**Data for analysis**.
# # # # # # #

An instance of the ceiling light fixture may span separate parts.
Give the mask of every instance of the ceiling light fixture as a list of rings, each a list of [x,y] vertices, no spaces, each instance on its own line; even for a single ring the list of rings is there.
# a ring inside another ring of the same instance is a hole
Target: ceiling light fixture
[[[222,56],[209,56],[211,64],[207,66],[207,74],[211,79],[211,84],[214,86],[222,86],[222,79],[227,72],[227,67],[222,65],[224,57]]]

# # # # # # #

**Exercise description**.
From the line containing "Give the mask" down to the final line of the data, write out every line exactly; both the first and last of these belong in your answer, and nothing else does.

**Task output**.
Give the mask of every instance of the ceiling light fixture as a list of rings, each a list of [x,y] vertices, no spaces, each instance on its own line; even for a single ring the list of rings is there.
# a ring inside another ring of the same instance is a hole
Target: ceiling light fixture
[[[222,56],[209,56],[211,64],[207,66],[207,74],[211,79],[211,84],[214,86],[222,86],[222,79],[227,72],[227,67],[222,65],[224,57]]]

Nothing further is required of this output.